***** Excerpted records
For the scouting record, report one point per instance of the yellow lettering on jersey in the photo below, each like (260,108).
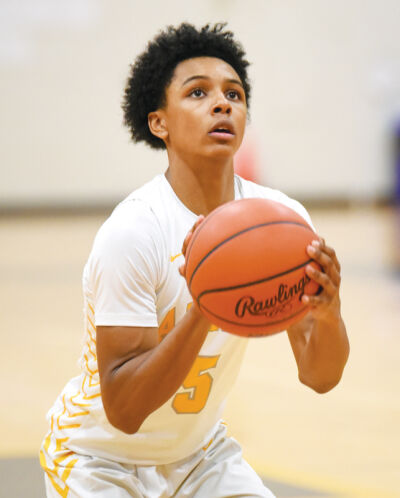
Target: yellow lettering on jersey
(167,324)
(198,383)
(53,473)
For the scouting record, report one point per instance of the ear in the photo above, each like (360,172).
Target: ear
(157,124)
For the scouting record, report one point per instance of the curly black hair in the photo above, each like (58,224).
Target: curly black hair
(153,70)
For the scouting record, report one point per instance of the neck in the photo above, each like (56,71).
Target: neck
(202,186)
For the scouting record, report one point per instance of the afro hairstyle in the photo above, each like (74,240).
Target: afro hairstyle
(153,70)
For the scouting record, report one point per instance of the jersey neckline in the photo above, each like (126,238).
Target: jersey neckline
(237,186)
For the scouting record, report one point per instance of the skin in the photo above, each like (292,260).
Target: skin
(204,92)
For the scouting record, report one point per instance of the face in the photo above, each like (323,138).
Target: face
(205,112)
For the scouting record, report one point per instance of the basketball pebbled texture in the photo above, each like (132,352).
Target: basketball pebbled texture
(245,266)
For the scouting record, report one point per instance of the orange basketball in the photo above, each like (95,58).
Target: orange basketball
(245,267)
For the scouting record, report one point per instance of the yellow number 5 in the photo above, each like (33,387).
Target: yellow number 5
(198,382)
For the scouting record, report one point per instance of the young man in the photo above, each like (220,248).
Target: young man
(143,418)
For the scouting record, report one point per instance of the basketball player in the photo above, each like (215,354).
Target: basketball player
(143,418)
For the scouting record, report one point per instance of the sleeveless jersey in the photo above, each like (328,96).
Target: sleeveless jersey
(132,279)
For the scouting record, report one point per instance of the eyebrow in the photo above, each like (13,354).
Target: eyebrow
(203,77)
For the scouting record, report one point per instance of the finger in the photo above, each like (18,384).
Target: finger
(317,251)
(332,254)
(321,244)
(322,279)
(314,301)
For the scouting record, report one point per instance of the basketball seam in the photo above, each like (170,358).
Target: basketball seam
(236,235)
(255,282)
(240,233)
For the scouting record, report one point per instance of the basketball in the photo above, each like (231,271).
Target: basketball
(245,267)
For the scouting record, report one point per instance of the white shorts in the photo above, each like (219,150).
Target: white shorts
(218,471)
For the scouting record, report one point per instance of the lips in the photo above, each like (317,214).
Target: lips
(222,128)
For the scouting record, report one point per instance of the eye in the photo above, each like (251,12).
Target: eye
(197,93)
(233,95)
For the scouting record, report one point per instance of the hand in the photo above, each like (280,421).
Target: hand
(200,219)
(326,304)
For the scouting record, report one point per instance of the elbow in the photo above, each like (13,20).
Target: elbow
(320,387)
(128,425)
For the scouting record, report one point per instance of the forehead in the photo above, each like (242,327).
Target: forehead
(203,66)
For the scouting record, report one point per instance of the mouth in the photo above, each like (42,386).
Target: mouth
(222,130)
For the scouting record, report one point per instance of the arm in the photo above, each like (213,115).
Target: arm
(319,341)
(137,373)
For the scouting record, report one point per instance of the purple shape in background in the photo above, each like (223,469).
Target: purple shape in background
(397,162)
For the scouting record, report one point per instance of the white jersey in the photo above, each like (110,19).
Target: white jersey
(132,279)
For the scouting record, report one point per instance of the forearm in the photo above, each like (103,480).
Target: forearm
(143,383)
(321,357)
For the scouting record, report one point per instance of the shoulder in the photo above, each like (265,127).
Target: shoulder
(133,222)
(251,189)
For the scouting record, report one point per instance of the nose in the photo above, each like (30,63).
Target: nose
(221,106)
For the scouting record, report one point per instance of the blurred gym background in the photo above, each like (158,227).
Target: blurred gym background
(324,128)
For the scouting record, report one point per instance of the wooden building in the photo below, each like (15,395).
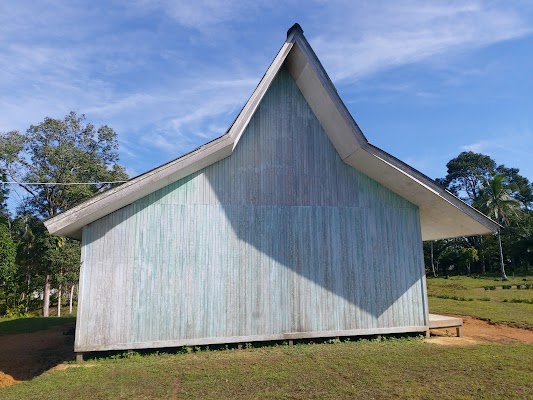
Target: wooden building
(290,225)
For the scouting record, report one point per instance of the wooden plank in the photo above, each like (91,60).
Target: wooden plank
(282,224)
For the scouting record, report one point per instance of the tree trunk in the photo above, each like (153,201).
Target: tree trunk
(502,265)
(483,269)
(70,299)
(59,300)
(46,296)
(432,263)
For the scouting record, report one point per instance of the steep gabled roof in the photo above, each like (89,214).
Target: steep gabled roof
(442,215)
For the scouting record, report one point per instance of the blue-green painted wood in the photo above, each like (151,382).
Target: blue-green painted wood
(281,237)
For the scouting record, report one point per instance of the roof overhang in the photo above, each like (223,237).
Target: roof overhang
(442,215)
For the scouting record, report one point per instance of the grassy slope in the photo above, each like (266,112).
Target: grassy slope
(495,306)
(390,369)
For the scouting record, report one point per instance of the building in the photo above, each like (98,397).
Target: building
(290,225)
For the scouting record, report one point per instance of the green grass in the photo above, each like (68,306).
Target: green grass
(32,324)
(390,369)
(466,296)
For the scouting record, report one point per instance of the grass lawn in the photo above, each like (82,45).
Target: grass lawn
**********
*Exercise brief*:
A reply should hold exactly the lines from the one containing "Target: green grass" through the end of the data above, nothing more.

*Solution to the problem*:
Target: green grass
(32,324)
(390,369)
(466,296)
For the scouting record, report one point per instance of the grass lawn in the photo above, each like (82,45).
Target: grass lawn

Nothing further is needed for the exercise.